À FAIRE:
a. Répondez à ces questions sur le texte des 35 heures :
(i) Entre quelles années les entreprises passaient-elles aux 35 heures avec les aides « Aubry I » ?
(ii) Quelle hausse de l'emploi représentent les 350 000 emplois en plus ?
(iii) Quel nom donne-t-on au premier problème de méthode cité ?
b. Modifiez le passage du texte des 35 heures situé entre « Le raisonnement était » et « le débat aujourd'hui. », bornes comprises, en remplaçant « extrêmement » par « très ».

Pour arriver au chiffre synthétique de 350 000, ces études s'appuyaient sur les entreprises qui étaient passées aux 35 heures, avec les incitations financières dites « Aubry I », entre 1998 et 2000. Elles les comparaient aux entreprises restées à cette époque aux 39 heures. Je dois préciser qu'entre 1998 et 2000, le passage aux 35 heures se faisait de manière volontaire.

Le raisonnement était le suivant : l'emploi dans les entreprises passées aux 35 heures a crû plus vite que l'emploi dans les entreprises restées aux 39 heures. Le surcroît d'emplois total dans l'économie est de 350 000, ce qui représente une augmentation de 6 % sur l'emploi, pour une réduction de 10 % de la durée du travail.

Ces études ont été menées de manière extrêmement sérieuse, mais avec les données dont on disposait alors. On peut également relever plusieurs problèmes méthodologiques, qui sont encore parfois évoqués dans le débat aujourd'hui.

Premier problème : les entreprises passées à l'époque aux 35 heures ont été probablement plus productives ou en plus forte croissance que celles qui étaient restées à 39 heures, tout simplement parce qu'elles avaient choisi de passer aux 35 heures et qu'elles en avaient probablement les moyens. C'est ce que l'on appelle le biais de sélection, ou l'effet de sélection, qui est difficilement corrigeable. En effet, on ne sait pas identifier correctement ces entreprises et les raisons qui ont fait qu'elles avaient pris la décision de passer aux 35 heures, ou les raisons qui ont fait que certaines ne l'avaient pas prise.

DONNÉES FOURNIES:

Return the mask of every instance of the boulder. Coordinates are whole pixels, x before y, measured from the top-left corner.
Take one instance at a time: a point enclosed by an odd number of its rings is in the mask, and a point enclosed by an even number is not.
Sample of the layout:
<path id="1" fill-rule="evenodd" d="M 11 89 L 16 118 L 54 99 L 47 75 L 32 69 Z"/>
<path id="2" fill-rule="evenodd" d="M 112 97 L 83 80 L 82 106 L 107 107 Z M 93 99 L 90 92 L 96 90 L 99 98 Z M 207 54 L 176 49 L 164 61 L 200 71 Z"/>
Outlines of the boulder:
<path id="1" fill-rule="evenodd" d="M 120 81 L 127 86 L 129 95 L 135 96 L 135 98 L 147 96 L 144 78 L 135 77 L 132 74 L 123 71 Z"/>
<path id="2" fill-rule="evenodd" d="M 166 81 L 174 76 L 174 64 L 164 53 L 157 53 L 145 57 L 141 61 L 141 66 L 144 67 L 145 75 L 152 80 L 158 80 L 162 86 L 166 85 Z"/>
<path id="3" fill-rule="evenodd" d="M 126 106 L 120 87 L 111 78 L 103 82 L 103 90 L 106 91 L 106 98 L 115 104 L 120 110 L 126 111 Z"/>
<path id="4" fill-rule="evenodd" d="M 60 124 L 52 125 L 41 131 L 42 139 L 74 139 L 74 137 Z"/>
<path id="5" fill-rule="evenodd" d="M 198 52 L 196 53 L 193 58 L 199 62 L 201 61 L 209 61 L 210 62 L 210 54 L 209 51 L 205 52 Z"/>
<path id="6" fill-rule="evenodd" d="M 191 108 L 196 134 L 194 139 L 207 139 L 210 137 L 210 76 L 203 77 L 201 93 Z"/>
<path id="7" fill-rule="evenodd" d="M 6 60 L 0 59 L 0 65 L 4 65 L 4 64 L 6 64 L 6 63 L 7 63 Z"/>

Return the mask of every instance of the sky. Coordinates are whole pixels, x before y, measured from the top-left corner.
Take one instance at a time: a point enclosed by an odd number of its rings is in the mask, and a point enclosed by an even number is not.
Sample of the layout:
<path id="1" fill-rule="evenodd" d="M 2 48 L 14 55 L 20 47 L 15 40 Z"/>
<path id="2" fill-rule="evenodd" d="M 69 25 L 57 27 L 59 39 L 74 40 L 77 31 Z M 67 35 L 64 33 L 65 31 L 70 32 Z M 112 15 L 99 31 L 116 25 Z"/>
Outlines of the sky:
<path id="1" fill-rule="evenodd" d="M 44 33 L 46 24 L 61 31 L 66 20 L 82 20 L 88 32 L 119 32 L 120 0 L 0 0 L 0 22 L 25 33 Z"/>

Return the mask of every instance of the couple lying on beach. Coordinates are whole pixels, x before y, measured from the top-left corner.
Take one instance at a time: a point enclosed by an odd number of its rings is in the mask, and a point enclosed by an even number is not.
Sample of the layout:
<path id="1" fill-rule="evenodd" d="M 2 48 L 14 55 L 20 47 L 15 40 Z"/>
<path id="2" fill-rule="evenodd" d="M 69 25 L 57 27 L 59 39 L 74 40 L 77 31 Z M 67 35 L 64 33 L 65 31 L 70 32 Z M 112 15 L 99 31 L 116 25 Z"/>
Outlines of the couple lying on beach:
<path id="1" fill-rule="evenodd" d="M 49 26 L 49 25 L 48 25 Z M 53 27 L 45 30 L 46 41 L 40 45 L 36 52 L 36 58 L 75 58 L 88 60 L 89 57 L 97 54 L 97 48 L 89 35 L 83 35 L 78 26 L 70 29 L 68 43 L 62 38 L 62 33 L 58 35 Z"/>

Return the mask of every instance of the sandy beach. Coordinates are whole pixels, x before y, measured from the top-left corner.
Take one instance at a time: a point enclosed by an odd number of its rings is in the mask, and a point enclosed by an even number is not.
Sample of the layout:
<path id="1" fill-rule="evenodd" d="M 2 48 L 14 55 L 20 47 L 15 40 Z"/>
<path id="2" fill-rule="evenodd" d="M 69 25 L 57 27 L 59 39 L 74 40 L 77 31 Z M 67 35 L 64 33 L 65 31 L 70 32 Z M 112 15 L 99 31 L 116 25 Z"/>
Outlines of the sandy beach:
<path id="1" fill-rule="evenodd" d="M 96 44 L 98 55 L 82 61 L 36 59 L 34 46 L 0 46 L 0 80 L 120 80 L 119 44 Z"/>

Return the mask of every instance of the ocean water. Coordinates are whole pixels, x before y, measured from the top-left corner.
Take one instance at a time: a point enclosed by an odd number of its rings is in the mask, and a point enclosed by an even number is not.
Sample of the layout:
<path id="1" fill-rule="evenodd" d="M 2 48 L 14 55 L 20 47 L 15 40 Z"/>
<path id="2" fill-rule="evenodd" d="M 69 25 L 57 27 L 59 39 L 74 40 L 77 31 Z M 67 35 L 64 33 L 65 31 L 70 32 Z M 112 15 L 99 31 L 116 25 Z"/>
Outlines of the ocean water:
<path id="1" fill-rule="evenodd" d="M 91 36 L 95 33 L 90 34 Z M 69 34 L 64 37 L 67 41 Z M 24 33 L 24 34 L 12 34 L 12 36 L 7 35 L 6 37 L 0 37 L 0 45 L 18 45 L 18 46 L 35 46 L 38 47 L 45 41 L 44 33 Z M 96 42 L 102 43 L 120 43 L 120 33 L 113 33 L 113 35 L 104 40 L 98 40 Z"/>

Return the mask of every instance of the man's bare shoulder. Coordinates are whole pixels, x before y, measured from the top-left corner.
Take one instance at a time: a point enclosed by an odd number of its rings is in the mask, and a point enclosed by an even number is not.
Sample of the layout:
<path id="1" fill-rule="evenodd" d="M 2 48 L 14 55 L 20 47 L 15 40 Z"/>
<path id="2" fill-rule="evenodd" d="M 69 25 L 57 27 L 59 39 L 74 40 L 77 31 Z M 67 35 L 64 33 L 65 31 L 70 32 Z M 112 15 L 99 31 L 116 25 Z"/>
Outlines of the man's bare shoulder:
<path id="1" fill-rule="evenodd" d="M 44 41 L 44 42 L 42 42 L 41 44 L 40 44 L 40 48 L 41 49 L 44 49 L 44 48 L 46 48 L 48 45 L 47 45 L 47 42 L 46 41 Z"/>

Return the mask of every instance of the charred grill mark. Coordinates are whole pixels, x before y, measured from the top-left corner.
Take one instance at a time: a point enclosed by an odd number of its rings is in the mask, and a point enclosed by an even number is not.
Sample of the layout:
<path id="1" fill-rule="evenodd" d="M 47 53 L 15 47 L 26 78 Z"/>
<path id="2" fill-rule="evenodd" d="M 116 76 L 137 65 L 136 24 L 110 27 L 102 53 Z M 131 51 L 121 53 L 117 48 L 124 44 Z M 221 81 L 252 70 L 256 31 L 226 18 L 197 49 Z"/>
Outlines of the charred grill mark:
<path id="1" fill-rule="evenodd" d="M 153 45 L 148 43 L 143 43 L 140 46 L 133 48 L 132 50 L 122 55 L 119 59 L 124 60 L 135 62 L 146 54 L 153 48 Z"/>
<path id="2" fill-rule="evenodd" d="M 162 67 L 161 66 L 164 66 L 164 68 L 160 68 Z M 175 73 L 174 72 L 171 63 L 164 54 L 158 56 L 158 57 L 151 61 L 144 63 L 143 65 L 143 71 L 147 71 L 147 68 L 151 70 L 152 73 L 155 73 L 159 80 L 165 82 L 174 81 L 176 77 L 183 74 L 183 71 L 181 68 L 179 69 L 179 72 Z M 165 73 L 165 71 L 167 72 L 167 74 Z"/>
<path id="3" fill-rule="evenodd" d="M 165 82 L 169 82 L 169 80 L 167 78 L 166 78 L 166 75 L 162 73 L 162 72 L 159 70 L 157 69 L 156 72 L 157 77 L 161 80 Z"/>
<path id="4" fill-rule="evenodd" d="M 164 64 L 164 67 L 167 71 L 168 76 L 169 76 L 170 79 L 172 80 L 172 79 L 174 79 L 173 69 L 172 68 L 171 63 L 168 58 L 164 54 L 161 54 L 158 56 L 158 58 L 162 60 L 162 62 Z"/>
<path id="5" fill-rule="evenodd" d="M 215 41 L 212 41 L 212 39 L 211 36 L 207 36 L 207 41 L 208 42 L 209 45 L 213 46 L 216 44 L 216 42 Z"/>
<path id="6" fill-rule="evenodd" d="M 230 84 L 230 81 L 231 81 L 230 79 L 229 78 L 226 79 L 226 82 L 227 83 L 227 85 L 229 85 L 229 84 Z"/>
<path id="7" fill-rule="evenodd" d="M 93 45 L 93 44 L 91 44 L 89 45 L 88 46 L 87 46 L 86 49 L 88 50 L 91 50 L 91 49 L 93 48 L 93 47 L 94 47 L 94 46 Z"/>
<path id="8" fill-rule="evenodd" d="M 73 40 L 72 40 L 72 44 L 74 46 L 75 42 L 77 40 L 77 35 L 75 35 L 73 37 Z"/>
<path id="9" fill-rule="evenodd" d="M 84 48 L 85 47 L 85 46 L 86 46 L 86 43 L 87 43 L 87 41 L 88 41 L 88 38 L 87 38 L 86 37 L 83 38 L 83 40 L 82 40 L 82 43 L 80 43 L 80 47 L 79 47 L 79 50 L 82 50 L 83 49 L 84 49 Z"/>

RÉPONSES:
a.
(i) Entre 1998 et 2000.
(ii) Une hausse de 6 %.
(iii) Le biais de sélection, ou l'effet de sélection.

b.
Le raisonnement était le suivant : l'emploi dans les entreprises passées aux 35 heures a crû plus vite que l'emploi dans les entreprises restées aux 39 heures. Le surcroît d'emplois total dans l'économie est de 350 000, ce qui représente une augmentation de 6 % sur l'emploi, pour une réduction de 10 % de la durée du travail.

Ces études ont été menées de manière très sérieuse, mais avec les données dont on disposait alors. On peut également relever plusieurs problèmes méthodologiques, qui sont encore parfois évoqués dans le débat aujourd'hui.